= TEXTO EM ESTUDO =
↓↓↓

Estes dados sugerem que as perturbações emocionais se poderão associar ao aparecimento de urticária crónica espontânea, dados que são corroborados por vários autores 11-13.
Admite-se ainda que as doenças inflamatórias da pele, nas quais se inclui a urticária crónica espontânea, envolvam disfunções do sistema neuroimune-endócrino de interação entre o cérebro e a pele 14. Assim, é possível inferir que a urticária crónica espontânea possa ser exacerbada pelo stress e que se encontre associada a distúrbios psicoemocionais. Mesmo que os eventuais distúrbios psiquiátricos sintomas psicológicos surjam após o aparecimento da UCE, e não intervenham na sua patogénese, os doentes poderão beneficiar de avaliação psiquiátrica e eventual intervenção terapêutica dirigida com potencial impacto positivo na evolução e na qualidade de vida.
O mastócito é uma célula determinante na relação entre o cérebro e a pele, uma vez que é a célula central na inflamação neurogénica, atendendo à sua localização de proximidade com vasos e terminações nervosas. Em vários estudos os dados suportam a associação entre a ativação mastocitária e os problemas mentais 4. Numa publicação recente, os níveis de depressão em doentes com mastocitose demonstraram estar significativamente associados com os níveis de triptofano 15. Existem alterações no metabolismo do triptofano na mastocitose e isto associou-se com stress e depressão, sugerindo que os mastócitos participam nas vias inflamatórias associadas com depressão. A ativação mastocitária também aumenta comportamentos ansiosos 16, enquanto a depressão e a ansiedade estão associadas com aumento do número de mastócitos e da sua desgranulação 17. Existe cada vez mais evidência de que os mastócitos são críticos para a fisiopatologia das doenças inflamatórias 15,18. Dados da literatura mostram que a depressão se associa, em parte, a transtornos inflamatórios, incluindo alterações da interleucina-6 (IL-6), fator de necrose tumoral alfa, IL-1 β, IL-2 e proteína C reativa 19,20. Uma meta-análise pôs em evidência que doentes com depressão têm aumento dos níveis de fator de necrose tumoral alfa e da IL-6 21 e vários estudos apontam para o papel importante dos mastócitos na depressão induzida pela inflamação 15,22.
O presente estudo tem algumas limitações, maioritariamente associadas ao facto de ser um estudo retrospetivo.
Assim, não foi possível avaliar a possibilidade de existirem outras comorbilidades associadas à prescrição de psicofármacos nem estabelecer uma verdadeira relação causal entre os distúrbios psiquiátricos, o consumo de psicofármacos e a urticária crónica espontânea. Trata-se também de um estudo com uma amostra pequena de doentes seguidos num hospital terciário numa área urbana, não sendo possível generalizar a outras populações os resultados obtidos.

↑↑↑

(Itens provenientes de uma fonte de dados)
↓↓↓

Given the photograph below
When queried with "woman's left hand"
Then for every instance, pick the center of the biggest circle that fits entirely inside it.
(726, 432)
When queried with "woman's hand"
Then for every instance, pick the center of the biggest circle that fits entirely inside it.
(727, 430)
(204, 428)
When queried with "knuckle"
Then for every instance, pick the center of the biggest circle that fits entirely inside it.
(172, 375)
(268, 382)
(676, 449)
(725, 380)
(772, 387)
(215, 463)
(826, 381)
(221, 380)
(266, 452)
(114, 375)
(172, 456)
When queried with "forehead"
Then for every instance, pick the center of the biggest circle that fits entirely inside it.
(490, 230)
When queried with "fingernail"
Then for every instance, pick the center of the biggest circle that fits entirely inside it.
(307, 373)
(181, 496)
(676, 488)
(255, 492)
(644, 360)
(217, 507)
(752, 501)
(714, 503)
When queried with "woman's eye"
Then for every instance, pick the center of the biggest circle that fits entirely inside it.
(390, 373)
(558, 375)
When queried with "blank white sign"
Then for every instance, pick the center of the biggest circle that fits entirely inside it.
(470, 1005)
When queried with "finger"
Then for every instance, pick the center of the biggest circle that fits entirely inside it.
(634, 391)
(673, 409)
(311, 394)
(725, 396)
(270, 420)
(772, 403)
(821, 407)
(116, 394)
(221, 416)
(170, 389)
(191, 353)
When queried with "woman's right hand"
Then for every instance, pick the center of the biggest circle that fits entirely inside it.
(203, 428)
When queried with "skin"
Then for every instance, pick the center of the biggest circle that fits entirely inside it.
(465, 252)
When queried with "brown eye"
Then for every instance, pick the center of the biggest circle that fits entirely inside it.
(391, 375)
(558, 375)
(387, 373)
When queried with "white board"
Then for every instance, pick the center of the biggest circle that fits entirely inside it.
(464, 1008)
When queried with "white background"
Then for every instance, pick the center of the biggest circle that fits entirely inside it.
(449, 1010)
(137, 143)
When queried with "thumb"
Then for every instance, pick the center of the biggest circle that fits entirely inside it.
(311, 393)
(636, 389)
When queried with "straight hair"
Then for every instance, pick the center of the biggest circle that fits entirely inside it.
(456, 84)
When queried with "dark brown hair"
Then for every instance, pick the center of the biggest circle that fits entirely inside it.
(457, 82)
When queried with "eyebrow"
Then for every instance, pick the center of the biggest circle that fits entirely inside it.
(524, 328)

↑↑↑

= O SEU OBJETIVO =
Transcreva, sem qualquer alteração, o trecho do texto em estudo que vai desde "Admite-se ainda que" até "qualidade de vida.", inclusive.

= TAREFA CONCLUÍDA =
Admite-se ainda que as doenças inflamatórias da pele, nas quais se inclui a urticária crónica espontânea, envolvam disfunções do sistema neuroimune-endócrino de interação entre o cérebro e a pele 14. Assim, é possível inferir que a urticária crónica espontânea possa ser exacerbada pelo stress e que se encontre associada a distúrbios psicoemocionais. Mesmo que os eventuais distúrbios psiquiátricos sintomas psicológicos surjam após o aparecimento da UCE, e não intervenham na sua patogénese, os doentes poderão beneficiar de avaliação psiquiátrica e eventual intervenção terapêutica dirigida com potencial impacto positivo na evolução e na qualidade de vida.